### Objectif A
Repérez, parmi les lignes placées après l'extrait, toutes celles qui contiennent le mot « shoulder », puis recopiez-les.
■ ■ ■ ■
J’ai tenu compte, encore ici aujourd’hui, du fait que l’intimée a présenté d’autres documents lorsqu’elle a demandé l’asile devant le tribunal initial de la SPR. Il est cependant mentionné qu’un passeport est la principale façon d’évaluer l’identité d’une personne en tant que citoyenne d’un certain pays. Ces autres documents fournis par la personne dans le cadre de la demande d’asile initiale à la SPR sont de moindre importance et auraient été importants, de l’avis du tribunal initial, s’ils avaient été présentés avec le passeport délivré au nom de [NP].

[...]

[...] À mon avis, lorsque les éléments de preuve du ministre et ceux de l’intimée sont examinés ensemble, le tribunal conclut qu’il ne reste pas suffisamment d’éléments de preuve pour justifier que l’intimée conserve l’asile.

[23] La demanderesse soutient que la SPR a commis une erreur en concluant que ses documents d’identité n’étaient pas authentiques sans s’appuyer sur le témoignage d’un expert. Toutefois, cet argument repose sur le fait que la SPR aurait conclu que les autres documents d’identité de la demanderesse (certificat de naissance, carte d’identité nationale) n’étaient pas authentiques. À mon avis, une telle conclusion n’a pas été tirée.
■ ■ ■ ■
### Objectif B
Retapez l'extrait ci-dessus en entier, sans rien y modifier.

### Données fournies
■ ■ ■ ■
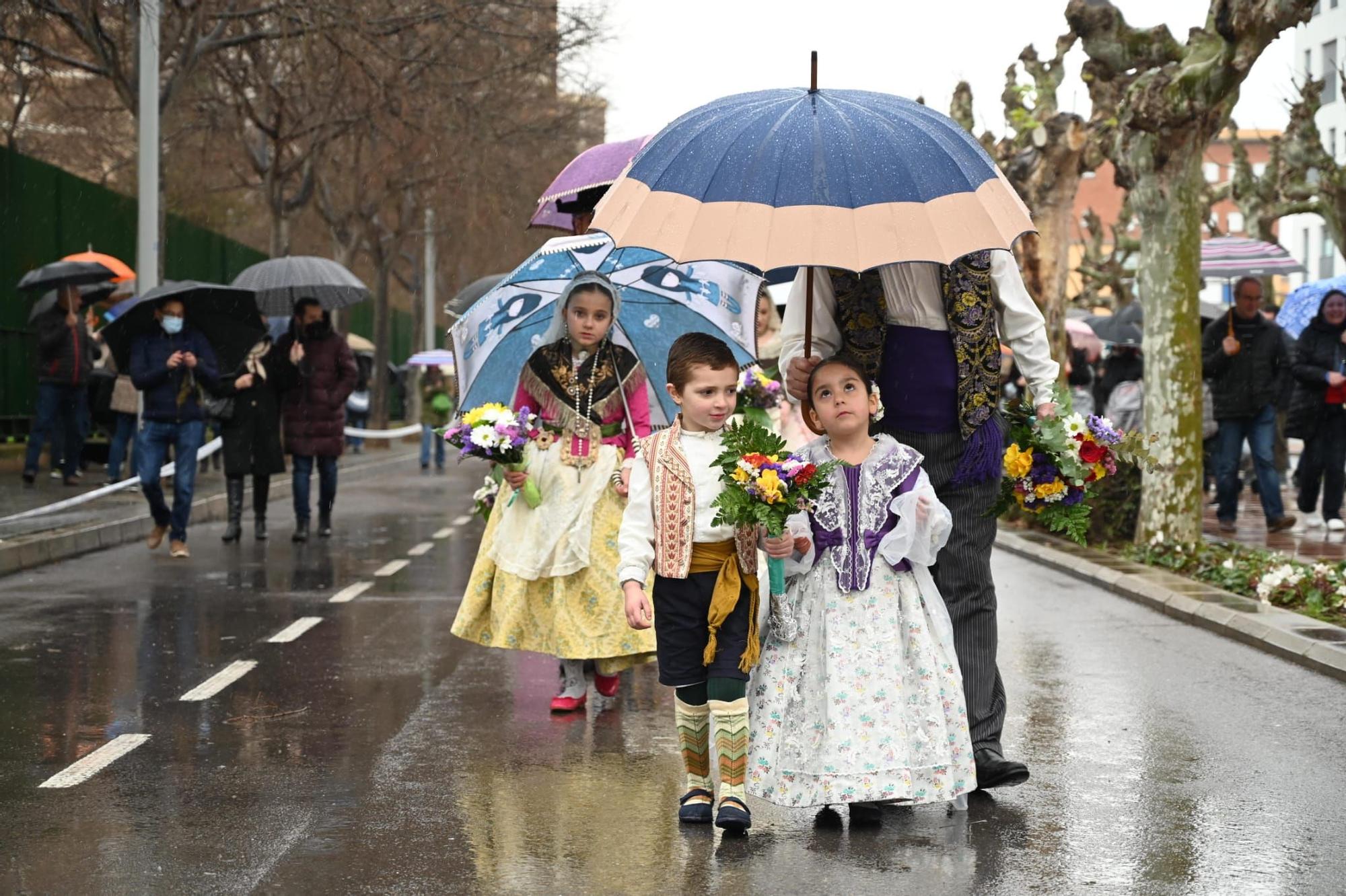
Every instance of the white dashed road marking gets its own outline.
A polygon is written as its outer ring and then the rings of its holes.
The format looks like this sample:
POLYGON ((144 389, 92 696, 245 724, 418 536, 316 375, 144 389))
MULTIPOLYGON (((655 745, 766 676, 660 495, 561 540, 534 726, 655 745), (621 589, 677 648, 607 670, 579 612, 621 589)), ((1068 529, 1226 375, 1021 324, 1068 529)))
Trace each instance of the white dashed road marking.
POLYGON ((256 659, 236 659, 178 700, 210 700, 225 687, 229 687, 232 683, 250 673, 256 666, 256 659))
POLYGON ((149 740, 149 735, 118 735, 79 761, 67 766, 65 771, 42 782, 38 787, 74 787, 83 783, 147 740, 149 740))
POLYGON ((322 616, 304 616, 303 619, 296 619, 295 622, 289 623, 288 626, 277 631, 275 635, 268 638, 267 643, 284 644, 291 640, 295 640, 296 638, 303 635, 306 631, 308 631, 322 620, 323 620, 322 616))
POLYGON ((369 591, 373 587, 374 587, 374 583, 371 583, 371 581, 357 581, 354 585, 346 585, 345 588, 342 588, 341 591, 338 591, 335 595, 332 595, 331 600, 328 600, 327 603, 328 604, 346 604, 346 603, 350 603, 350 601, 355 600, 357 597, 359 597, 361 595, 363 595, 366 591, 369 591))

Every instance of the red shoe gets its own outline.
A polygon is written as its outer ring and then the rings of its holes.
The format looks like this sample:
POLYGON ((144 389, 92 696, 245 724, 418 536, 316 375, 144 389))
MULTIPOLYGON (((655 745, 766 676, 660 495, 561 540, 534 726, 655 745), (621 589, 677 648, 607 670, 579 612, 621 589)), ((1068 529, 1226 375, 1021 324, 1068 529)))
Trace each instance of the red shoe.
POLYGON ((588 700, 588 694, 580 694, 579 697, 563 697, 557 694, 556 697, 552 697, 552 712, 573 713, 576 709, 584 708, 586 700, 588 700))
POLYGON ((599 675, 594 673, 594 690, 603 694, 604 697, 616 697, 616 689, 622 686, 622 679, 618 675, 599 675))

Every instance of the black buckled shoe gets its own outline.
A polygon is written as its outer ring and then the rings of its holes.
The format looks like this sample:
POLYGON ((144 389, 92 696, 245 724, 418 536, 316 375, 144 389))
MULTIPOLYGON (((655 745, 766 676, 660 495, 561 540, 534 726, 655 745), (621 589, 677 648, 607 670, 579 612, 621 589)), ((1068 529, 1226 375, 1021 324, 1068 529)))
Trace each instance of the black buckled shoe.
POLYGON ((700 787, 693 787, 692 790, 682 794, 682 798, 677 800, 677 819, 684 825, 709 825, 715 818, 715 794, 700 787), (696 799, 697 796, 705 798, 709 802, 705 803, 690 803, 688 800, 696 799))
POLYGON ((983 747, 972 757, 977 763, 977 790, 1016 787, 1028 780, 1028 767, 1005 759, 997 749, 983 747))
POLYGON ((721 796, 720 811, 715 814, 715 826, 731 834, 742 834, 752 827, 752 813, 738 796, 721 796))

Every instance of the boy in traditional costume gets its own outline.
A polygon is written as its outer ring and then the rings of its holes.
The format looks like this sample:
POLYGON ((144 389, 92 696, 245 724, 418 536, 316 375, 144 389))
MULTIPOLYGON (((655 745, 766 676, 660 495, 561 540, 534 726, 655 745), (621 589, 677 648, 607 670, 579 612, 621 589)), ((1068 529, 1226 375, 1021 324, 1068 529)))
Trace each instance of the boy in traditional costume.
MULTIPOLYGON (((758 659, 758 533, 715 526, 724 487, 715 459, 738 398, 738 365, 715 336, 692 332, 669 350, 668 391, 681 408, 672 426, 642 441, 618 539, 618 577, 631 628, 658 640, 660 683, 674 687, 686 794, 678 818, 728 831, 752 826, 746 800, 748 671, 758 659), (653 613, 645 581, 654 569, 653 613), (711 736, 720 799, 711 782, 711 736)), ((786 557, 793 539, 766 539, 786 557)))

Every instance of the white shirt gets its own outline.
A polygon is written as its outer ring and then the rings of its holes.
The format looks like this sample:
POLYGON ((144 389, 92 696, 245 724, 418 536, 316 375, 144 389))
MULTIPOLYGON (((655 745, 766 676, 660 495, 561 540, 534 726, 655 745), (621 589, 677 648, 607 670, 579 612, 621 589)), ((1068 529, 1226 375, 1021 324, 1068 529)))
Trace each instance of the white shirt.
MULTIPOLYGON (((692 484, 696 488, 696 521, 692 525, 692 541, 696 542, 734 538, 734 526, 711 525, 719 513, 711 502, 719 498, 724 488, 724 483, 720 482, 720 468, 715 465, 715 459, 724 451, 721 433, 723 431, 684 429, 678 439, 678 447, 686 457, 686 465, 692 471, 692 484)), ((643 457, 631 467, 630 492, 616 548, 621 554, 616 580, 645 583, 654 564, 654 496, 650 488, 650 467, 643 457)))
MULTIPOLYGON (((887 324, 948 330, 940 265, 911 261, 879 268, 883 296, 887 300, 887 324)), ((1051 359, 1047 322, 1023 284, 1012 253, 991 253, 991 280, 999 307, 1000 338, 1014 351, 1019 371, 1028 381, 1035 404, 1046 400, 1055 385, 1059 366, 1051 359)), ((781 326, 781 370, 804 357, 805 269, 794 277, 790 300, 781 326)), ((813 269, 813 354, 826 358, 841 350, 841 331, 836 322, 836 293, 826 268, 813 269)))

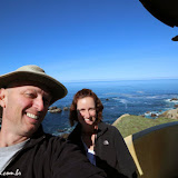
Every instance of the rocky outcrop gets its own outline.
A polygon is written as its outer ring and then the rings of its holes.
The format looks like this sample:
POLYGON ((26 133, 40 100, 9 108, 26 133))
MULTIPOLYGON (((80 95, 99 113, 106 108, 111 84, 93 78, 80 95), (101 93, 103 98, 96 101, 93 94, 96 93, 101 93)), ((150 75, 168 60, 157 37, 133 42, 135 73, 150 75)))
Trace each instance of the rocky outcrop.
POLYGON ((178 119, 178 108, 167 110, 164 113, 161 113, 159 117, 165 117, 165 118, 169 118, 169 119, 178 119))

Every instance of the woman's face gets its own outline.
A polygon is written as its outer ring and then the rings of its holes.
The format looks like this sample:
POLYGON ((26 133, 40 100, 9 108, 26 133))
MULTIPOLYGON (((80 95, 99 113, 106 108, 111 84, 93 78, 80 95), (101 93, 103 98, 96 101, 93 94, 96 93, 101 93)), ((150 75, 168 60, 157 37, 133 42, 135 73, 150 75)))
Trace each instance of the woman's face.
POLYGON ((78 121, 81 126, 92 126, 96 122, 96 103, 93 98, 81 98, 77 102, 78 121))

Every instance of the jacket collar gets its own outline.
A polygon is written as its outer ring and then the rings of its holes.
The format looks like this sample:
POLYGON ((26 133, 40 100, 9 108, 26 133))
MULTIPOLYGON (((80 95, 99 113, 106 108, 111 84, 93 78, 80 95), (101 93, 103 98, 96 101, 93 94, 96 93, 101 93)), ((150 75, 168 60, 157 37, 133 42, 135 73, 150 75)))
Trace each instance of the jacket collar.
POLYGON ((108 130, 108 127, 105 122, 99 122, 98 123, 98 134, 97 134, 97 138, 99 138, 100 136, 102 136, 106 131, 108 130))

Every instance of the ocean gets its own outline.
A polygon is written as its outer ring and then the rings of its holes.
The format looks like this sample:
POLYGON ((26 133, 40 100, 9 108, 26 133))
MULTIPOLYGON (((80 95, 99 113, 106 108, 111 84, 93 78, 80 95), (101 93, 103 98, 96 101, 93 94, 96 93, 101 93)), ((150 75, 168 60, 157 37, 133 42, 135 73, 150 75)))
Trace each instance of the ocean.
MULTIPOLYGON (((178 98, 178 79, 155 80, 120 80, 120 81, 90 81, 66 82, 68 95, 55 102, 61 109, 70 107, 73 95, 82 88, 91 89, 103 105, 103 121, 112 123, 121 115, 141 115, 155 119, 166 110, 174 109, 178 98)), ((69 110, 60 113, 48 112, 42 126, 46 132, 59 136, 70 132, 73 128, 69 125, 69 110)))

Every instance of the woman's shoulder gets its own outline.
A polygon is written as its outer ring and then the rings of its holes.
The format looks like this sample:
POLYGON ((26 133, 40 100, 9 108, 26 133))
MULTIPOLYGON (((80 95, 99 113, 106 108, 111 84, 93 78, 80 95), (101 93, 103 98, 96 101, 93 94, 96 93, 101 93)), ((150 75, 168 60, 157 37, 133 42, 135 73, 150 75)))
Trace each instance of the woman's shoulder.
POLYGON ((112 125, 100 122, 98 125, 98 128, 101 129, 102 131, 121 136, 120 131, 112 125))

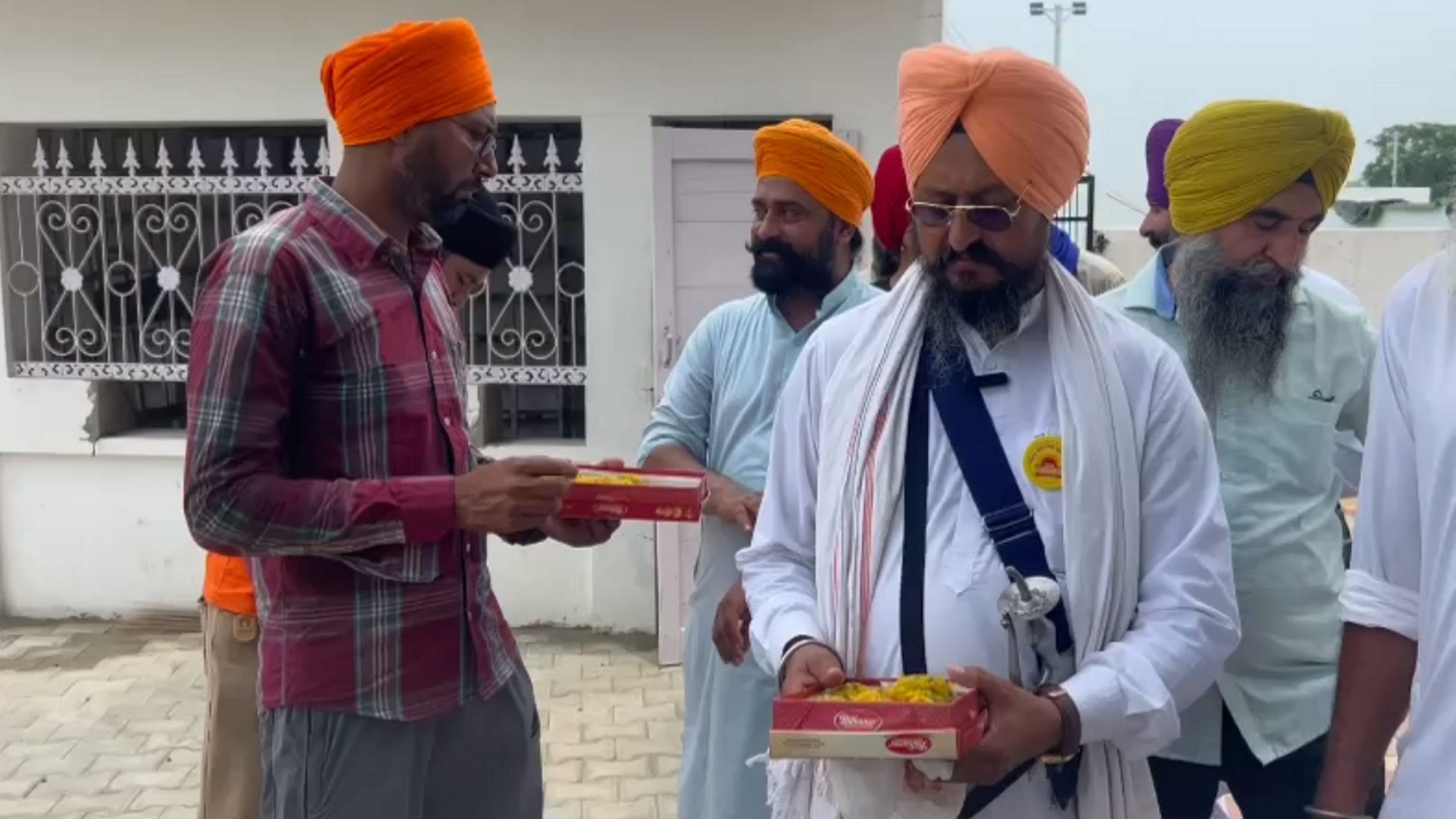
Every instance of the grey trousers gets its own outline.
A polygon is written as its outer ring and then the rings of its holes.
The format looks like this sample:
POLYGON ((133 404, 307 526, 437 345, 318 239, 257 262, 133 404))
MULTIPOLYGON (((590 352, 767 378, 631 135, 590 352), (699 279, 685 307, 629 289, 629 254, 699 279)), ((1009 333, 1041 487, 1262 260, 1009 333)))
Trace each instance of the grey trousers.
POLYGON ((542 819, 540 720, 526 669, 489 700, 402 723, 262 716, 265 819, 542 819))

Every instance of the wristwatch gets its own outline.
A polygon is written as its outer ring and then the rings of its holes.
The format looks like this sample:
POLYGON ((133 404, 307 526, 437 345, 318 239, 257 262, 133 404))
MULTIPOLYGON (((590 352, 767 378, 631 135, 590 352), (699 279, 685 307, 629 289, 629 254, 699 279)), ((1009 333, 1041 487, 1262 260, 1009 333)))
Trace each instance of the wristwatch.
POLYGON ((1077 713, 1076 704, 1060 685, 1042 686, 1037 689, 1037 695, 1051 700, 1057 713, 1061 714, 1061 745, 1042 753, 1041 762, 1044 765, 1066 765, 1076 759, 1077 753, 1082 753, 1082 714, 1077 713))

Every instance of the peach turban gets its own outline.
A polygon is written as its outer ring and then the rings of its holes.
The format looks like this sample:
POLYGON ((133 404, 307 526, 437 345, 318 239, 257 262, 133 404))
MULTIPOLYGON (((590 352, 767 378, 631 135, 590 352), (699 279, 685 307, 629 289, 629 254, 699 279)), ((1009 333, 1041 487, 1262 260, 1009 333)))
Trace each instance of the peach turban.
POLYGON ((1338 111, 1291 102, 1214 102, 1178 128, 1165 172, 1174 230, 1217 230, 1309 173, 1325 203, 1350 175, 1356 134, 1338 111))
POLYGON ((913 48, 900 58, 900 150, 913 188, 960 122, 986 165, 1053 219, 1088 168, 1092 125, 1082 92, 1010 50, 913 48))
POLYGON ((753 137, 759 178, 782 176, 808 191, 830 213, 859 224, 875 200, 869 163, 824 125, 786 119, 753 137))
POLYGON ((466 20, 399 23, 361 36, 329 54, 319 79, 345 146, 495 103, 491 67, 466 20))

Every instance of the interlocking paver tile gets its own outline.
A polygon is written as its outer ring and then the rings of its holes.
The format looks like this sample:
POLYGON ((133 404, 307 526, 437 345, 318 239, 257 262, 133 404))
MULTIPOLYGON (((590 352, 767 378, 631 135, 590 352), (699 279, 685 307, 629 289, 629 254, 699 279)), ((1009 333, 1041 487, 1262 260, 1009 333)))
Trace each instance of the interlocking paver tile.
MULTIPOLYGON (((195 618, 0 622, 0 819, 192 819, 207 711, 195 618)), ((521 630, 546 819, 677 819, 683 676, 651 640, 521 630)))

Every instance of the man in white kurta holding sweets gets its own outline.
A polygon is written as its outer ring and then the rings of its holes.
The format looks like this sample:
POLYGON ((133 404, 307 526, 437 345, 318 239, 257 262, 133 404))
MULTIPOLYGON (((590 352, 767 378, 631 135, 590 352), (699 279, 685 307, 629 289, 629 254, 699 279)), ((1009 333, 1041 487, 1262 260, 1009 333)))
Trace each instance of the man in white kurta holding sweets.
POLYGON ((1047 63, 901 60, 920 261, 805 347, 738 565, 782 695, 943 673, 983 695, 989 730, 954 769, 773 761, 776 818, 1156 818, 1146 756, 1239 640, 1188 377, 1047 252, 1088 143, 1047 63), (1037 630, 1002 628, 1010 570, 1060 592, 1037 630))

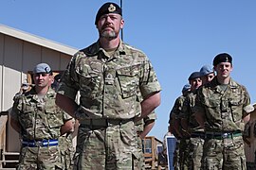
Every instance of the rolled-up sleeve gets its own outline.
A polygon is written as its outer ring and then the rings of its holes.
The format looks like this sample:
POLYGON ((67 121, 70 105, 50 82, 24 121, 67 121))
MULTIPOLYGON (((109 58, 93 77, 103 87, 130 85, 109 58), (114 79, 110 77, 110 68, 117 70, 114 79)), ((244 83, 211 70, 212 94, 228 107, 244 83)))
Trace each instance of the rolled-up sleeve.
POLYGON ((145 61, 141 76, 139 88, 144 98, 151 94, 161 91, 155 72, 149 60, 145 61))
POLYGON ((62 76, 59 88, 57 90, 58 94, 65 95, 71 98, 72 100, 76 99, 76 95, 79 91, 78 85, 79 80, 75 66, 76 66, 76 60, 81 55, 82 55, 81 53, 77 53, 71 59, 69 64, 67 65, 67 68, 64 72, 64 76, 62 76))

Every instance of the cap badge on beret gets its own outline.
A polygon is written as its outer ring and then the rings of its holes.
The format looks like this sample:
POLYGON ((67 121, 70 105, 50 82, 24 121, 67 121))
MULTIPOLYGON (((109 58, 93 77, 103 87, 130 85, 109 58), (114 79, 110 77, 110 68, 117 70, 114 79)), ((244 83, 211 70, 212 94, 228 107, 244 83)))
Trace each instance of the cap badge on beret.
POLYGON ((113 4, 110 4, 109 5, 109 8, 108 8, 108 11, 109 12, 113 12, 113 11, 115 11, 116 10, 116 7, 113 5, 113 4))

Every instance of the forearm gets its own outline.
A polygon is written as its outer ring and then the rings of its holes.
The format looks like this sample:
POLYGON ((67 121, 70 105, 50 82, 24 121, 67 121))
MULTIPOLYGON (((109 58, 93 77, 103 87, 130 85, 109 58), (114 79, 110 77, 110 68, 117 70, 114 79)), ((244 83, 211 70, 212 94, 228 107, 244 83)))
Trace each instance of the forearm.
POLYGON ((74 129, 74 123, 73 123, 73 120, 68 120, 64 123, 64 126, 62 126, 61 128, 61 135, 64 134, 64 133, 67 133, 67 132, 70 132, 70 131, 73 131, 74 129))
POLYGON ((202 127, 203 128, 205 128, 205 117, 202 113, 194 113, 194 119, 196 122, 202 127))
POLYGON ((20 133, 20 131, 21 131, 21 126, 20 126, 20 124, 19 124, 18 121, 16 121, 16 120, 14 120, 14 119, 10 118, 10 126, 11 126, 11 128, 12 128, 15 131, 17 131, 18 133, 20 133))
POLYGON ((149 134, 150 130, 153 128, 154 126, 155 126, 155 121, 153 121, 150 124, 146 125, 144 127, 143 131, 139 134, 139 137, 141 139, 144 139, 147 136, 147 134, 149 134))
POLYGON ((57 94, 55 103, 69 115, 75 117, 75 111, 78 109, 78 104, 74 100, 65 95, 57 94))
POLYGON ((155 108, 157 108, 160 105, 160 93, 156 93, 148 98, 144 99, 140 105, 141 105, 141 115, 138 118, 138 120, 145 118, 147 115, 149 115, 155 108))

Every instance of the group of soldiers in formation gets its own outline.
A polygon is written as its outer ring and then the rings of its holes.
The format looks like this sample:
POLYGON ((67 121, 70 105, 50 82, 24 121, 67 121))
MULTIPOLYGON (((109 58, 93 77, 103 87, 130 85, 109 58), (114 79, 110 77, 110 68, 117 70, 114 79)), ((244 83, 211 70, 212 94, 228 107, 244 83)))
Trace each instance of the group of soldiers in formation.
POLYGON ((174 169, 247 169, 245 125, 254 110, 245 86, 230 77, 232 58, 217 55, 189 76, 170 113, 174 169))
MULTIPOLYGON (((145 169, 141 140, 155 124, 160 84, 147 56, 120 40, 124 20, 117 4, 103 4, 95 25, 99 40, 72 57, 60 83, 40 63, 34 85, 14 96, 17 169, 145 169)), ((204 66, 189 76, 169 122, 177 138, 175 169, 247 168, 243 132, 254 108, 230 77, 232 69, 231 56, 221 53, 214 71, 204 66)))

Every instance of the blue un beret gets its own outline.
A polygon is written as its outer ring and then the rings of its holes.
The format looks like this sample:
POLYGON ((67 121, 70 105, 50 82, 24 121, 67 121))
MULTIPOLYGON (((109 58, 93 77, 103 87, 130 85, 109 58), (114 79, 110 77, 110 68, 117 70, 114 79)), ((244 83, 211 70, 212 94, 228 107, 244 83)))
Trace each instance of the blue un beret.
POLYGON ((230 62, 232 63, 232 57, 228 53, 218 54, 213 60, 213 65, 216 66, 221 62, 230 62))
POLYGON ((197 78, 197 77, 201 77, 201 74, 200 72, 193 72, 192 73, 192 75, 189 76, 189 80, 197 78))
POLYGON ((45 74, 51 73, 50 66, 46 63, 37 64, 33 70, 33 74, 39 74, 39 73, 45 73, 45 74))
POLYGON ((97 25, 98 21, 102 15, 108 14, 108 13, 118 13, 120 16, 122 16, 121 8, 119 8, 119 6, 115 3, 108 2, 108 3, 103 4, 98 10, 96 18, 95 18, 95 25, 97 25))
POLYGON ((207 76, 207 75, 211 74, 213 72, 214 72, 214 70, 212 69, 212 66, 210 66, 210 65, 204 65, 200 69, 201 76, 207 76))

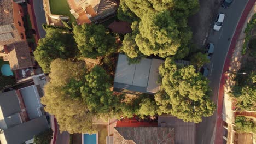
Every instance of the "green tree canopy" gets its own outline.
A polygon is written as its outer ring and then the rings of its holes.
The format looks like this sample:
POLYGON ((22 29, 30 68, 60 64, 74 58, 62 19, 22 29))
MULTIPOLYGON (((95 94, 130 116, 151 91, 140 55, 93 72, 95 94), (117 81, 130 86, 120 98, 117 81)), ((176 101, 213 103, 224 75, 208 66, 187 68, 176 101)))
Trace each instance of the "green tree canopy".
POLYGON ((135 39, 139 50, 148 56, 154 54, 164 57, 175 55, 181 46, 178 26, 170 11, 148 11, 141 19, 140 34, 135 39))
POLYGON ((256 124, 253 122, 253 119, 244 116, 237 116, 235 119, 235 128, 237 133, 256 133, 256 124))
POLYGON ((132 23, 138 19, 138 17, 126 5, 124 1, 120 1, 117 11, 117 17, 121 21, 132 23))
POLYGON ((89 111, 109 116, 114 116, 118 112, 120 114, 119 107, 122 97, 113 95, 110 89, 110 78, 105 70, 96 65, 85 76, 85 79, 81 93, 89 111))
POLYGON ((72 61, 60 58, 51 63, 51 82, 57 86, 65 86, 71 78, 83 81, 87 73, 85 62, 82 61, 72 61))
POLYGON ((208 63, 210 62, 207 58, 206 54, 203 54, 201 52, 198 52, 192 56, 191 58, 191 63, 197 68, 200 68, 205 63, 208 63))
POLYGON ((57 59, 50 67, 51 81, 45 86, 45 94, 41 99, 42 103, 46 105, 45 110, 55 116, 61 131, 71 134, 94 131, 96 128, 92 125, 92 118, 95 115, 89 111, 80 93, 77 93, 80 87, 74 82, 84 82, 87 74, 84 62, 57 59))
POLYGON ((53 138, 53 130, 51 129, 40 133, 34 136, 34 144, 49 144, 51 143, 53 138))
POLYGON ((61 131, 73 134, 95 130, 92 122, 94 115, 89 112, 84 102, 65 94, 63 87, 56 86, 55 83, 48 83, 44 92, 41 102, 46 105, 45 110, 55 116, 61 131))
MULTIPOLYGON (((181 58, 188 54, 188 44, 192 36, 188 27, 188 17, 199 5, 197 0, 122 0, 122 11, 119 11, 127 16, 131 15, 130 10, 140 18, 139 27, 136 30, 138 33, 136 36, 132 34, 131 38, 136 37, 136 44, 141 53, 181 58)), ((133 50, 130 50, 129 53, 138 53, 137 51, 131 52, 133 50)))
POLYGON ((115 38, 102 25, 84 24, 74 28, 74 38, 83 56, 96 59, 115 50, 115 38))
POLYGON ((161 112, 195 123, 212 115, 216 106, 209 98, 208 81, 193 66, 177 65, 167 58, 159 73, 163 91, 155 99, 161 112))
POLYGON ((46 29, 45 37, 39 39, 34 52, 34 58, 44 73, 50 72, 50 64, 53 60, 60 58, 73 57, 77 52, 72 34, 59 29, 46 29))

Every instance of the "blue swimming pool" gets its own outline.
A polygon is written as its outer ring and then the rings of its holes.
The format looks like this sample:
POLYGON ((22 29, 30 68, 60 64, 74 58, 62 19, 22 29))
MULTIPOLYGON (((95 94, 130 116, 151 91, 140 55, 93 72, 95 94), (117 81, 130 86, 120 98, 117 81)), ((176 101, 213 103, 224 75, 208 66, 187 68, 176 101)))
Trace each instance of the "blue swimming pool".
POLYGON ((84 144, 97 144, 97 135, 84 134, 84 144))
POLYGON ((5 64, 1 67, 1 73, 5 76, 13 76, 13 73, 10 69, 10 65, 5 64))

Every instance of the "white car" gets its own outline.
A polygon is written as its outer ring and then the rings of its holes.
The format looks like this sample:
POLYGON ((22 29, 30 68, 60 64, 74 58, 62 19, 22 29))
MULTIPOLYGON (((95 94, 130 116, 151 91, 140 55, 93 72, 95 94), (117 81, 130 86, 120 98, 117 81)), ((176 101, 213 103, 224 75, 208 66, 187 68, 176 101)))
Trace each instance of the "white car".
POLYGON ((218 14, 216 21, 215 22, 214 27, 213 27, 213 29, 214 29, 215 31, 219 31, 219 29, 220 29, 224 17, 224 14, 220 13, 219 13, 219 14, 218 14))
■ ■ ■ ■
### Résultat attendu A
Every instance of the woman's shoulder gets its own outline.
Trace each instance of the woman's shoulder.

### Résultat attendu B
J’ai tenu compte, encore ici aujourd’hui, du fait que l’intimée a présenté d’autres documents lorsqu’elle a demandé l’asile devant le tribunal initial de la SPR. Il est cependant mentionné qu’un passeport est la principale façon d’évaluer l’identité d’une personne en tant que citoyenne d’un certain pays. Ces autres documents fournis par la personne dans le cadre de la demande d’asile initiale à la SPR sont de moindre importance et auraient été importants, de l’avis du tribunal initial, s’ils avaient été présentés avec le passeport délivré au nom de [NP].

[...]

[...] À mon avis, lorsque les éléments de preuve du ministre et ceux de l’intimée sont examinés ensemble, le tribunal conclut qu’il ne reste pas suffisamment d’éléments de preuve pour justifier que l’intimée conserve l’asile.

[23] La demanderesse soutient que la SPR a commis une erreur en concluant que ses documents d’identité n’étaient pas authentiques sans s’appuyer sur le témoignage d’un expert. Toutefois, cet argument repose sur le fait que la SPR aurait conclu que les autres documents d’identité de la demanderesse (certificat de naissance, carte d’identité nationale) n’étaient pas authentiques. À mon avis, une telle conclusion n’a pas été tirée.